- _Instructions for the task_:
Translate into Spanish this sentence from the article on the TTC's bus cleaning outsourcing: "Because of provisions in the union’s collective bargaining agreement, no TTC employees will lose their jobs as a result of the outsourcing."

The head of the TTC workers union is threatening unspecified job action following the commission’s decision to contract out bus cleaning services, going so far as to suggest that employees may stop monitoring fare boxes in retaliation.

At a meeting at City Hall Thursday, commissioners voted four to three to hire a pair of private companies to supply cleaning and maintenance services at two TTC bus garages. The outsourcing is intended to save the cash-strapped commission $1 million a year, with the eventual aim of contracting out work at all eight of the commission’s bus facilities.

After the vote, dozens of union members protesting the decision stormed out of the packed committee room shouting “Shame!” and “War!” Speaking to reporters outside, Bob Kinnear, president of Amalgamated Transit Union Local 113, vowed that his members would find ways to make their anger known to TTC CEO Andy Byford and the rest of the commission brass.

“Mr. Byford is going to find out very clearly the displeasure of all of the members of our union,” Kinnear said.

“Conceivably, some of our operators may not notice the fare box has been shortchanged. There’s all sorts of things that we can do.”

“We will fight this. We will fight this to the end,” he added.

Because of provisions in the union’s collective bargaining agreement, no TTC employees will lose their jobs as a result of the outsourcing. Instead, private sector workers will replace roughly 160 positions that have been left vacant through attrition.

But the union and its supporters framed the board’s decision as an assault on workers that will lower employment standards across the city and replace well-paying positions with “poverty jobs.”

TTC workers currently receive just over $27 an hour to clean, refuel, and service the buses. While there are no wage provisions in the contracts being awarded to the two cleaning companies, Topnotch and Hallcon, their employees are expected to make much closer to minimum wage to do the same work.

“We are virtually declaring war on our workers today. They will retaliate,” Councillor Maria Augimeri, one of the TTC commissioners who opposed the outsourcing, told the board.

But Byford argued that the TTC is under severe pressure to find savings internally, given that Mayor Rob Ford has made it clear the city will not increase the subsidy it gave to the TTC in 2012, despite increased ridership projections for next year.

“Ultimately this is about getting the best value for money for the taxpayer, and for the rider,” he said. “I do not want to cut routes, I do not want to raise fares more than I have to, and I know I’m not going to get any more subsidy.”

As stipulated in its collective bargaining agreement, the ATU was given the opportunity to bid on the cleaning contract in an effort to keep the work in-house, but failed to match prices quoted by Topnotch and Hallcon.

TTC chair Karen Stintz said the commission told Kinnear that if his members would accept a lower wage of $18 an hour they could have the contract, but the union rejected the offer.

Kinnear flatly denied the TTC ever made such a proposal, saying Stintz had “bought into the bullshit” being told to her by TTC management.

In a scrum after the meeting, Stintz said she would not tolerate any attempts by workers to retaliate against the outsourcing by sabotaging TTC operations.

“If there’s any action taken, we’re prepared for it,” she said.

“I expect that every TTC employee that comes to work will do their job.”

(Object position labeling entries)
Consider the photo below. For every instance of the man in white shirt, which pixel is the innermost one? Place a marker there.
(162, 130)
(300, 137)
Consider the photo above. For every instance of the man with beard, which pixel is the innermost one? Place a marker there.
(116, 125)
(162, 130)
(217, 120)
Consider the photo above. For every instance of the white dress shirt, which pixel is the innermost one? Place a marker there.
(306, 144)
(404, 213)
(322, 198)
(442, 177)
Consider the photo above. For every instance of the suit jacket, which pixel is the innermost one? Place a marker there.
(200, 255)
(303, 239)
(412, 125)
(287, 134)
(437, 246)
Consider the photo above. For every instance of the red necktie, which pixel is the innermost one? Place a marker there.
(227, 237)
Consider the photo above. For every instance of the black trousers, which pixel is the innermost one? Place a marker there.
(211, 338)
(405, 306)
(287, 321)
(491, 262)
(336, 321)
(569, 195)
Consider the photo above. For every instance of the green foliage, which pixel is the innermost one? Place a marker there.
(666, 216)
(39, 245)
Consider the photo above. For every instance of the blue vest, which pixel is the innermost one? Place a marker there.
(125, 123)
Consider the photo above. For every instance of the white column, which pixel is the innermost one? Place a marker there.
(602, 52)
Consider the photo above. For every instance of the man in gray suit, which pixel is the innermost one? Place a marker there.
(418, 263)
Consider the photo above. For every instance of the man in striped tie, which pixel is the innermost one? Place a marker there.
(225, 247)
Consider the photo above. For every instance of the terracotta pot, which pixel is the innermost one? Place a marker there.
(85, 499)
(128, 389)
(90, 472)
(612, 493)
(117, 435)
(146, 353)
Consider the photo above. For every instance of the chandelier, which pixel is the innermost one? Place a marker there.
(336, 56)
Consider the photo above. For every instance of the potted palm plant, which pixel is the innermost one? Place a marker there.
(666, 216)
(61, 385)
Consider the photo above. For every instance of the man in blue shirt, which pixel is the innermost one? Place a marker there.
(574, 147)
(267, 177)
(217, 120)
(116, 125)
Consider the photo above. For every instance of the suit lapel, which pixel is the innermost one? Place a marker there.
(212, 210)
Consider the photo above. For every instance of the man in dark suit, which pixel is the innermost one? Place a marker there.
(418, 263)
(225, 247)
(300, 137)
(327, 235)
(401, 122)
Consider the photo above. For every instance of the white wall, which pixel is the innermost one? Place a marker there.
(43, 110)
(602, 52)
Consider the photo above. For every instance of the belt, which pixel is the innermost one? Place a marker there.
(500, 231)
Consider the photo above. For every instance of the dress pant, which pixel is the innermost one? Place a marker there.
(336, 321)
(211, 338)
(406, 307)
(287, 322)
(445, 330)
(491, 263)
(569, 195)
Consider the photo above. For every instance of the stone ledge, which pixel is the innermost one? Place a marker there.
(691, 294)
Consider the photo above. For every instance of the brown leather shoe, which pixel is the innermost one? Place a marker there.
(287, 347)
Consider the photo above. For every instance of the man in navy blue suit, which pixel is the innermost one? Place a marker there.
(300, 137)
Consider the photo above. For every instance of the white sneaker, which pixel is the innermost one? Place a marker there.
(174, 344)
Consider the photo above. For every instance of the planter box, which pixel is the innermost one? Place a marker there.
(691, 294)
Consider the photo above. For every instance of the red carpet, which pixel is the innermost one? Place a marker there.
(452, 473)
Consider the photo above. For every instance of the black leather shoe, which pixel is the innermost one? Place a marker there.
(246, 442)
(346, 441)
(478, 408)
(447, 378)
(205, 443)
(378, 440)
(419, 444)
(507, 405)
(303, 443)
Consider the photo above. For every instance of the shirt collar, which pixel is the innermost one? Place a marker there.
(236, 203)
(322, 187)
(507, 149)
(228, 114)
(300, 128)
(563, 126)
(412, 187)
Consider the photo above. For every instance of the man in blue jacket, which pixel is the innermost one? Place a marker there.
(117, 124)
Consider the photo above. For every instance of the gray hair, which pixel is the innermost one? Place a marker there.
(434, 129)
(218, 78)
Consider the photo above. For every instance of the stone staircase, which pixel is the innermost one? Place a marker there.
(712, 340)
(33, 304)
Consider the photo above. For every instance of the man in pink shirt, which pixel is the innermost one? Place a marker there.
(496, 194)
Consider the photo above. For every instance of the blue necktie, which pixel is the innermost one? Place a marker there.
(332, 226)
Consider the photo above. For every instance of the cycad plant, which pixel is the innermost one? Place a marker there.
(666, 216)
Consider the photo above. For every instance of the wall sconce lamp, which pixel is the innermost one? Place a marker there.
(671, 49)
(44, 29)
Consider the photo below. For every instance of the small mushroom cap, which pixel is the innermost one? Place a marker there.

- _Completed exercise_:
Debido a las disposiciones del convenio colectivo del sindicato, ningún empleado de la TTC perderá su puesto de trabajo como consecuencia de la subcontratación.